_WORK TO BE COMPLETED_. Search the listing for the word "tree" and say how many lines have it, nothing besides.

'''

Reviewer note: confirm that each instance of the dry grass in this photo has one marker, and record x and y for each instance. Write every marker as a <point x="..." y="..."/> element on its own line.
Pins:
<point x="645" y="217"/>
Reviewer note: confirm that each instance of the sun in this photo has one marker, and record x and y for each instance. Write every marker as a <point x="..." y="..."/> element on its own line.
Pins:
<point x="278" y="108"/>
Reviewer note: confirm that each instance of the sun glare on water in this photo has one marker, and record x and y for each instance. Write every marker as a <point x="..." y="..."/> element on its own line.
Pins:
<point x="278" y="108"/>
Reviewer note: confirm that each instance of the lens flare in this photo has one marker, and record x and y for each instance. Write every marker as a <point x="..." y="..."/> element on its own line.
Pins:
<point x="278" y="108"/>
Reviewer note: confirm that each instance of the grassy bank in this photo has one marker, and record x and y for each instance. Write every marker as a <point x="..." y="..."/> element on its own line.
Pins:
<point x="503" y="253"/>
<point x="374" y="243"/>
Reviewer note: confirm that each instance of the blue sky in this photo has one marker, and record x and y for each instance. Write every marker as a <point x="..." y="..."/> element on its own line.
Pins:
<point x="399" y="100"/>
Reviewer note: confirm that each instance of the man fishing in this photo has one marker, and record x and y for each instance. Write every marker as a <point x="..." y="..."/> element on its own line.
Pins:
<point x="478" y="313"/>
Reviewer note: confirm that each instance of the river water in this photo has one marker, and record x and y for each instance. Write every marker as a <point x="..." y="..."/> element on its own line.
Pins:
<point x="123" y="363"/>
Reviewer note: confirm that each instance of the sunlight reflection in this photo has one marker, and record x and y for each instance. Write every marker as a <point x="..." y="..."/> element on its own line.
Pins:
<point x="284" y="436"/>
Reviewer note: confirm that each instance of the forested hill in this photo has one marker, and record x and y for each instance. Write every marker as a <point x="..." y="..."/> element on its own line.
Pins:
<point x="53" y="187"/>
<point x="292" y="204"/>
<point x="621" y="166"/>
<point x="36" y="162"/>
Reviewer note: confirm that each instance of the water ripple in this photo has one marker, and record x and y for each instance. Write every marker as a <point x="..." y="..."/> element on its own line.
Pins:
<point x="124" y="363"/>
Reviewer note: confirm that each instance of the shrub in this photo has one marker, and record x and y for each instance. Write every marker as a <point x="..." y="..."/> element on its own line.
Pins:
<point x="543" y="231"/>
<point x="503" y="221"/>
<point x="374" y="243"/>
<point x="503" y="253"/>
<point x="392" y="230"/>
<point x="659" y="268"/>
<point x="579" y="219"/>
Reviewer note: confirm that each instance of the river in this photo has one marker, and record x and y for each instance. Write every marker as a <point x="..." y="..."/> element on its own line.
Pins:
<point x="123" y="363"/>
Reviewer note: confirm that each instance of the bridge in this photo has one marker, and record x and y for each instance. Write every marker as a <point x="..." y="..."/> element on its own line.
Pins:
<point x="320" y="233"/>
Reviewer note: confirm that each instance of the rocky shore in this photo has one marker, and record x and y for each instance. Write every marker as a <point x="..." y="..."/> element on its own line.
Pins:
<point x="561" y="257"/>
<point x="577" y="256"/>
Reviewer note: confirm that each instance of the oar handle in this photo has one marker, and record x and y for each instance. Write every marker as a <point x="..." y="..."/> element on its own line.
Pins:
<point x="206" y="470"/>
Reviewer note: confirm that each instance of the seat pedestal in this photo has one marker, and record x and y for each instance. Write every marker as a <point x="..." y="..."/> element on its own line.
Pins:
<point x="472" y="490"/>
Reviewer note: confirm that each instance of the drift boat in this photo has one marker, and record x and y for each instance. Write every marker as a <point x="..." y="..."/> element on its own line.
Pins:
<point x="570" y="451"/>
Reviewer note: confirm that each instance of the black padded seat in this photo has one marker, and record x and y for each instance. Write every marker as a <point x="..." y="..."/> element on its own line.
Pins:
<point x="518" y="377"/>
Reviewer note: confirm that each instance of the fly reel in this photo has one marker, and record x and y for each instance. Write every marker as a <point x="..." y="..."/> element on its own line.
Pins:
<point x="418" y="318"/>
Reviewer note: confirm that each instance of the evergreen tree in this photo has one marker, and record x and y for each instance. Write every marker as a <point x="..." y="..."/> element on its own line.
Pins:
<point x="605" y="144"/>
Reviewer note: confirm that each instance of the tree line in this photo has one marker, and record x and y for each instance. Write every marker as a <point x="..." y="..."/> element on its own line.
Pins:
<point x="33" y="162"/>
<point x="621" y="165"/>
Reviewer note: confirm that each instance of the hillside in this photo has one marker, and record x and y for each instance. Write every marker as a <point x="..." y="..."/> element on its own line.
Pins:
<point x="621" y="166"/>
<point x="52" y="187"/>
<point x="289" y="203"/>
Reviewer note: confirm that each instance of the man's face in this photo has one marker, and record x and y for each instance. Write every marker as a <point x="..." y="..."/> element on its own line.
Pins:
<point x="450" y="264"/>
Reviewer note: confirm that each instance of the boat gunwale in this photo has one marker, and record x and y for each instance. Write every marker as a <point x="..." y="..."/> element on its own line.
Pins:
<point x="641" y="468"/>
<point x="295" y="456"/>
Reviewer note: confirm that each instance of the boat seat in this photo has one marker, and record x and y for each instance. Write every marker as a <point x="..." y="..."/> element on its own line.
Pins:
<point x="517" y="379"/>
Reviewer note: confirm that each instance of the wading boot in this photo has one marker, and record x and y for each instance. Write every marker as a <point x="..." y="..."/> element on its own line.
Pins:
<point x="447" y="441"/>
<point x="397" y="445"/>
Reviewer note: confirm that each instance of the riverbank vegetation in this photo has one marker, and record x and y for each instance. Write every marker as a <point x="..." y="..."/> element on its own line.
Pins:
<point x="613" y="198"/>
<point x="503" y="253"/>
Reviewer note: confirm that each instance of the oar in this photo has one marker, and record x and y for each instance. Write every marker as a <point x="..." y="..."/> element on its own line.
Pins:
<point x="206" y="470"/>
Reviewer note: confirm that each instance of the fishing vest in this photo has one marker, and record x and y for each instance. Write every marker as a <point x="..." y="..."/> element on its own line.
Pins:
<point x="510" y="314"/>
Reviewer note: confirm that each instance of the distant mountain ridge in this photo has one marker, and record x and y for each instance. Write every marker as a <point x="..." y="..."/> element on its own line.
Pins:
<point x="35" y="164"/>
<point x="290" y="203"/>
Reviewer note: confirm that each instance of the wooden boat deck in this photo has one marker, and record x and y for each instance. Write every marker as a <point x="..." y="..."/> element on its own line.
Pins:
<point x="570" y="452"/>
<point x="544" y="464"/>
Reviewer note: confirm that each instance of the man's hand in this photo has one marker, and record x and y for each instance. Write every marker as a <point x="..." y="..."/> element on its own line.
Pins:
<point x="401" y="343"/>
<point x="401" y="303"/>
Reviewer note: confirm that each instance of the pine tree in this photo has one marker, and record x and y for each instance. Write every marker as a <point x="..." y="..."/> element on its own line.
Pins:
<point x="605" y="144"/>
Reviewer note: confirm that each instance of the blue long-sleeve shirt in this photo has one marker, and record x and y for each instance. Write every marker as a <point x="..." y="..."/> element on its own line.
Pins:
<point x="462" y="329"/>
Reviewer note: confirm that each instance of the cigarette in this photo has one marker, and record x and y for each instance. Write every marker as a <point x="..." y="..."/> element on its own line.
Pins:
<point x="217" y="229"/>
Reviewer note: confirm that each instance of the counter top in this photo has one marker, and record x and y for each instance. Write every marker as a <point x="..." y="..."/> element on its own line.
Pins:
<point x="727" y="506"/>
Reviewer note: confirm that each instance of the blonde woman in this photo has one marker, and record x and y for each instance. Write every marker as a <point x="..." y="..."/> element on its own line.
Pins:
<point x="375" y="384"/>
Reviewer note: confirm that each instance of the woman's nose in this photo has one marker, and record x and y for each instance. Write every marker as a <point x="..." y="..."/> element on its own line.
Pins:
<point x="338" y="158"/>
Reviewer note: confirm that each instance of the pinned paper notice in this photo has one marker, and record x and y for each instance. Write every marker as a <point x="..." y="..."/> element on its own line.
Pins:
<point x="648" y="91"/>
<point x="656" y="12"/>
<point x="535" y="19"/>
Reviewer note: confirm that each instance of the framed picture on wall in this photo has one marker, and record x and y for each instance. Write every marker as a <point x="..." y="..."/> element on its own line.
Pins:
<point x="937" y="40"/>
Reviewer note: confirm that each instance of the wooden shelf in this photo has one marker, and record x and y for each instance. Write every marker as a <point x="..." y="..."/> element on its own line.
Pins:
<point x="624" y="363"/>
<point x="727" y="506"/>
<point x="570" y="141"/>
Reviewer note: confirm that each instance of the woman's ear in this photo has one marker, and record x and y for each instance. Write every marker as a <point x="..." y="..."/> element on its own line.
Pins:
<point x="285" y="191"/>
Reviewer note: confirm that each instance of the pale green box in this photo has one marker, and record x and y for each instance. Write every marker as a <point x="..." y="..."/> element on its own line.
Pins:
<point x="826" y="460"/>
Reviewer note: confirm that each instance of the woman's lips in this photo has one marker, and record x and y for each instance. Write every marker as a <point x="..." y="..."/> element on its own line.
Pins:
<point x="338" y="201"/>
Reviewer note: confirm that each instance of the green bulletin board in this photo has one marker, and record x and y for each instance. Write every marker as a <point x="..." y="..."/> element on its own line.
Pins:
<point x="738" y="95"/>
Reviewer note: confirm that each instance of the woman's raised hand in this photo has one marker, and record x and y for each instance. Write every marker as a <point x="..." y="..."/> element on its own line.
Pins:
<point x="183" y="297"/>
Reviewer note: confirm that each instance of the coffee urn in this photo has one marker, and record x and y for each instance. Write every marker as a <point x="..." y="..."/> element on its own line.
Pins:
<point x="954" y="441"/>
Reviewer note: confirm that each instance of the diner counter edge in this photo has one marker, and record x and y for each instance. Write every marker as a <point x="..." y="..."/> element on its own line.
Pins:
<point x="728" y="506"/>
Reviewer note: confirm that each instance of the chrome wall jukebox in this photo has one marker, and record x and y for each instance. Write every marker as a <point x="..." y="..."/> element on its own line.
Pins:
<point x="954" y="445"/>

'''

_OUTPUT FOR THIS EXERCISE_. 3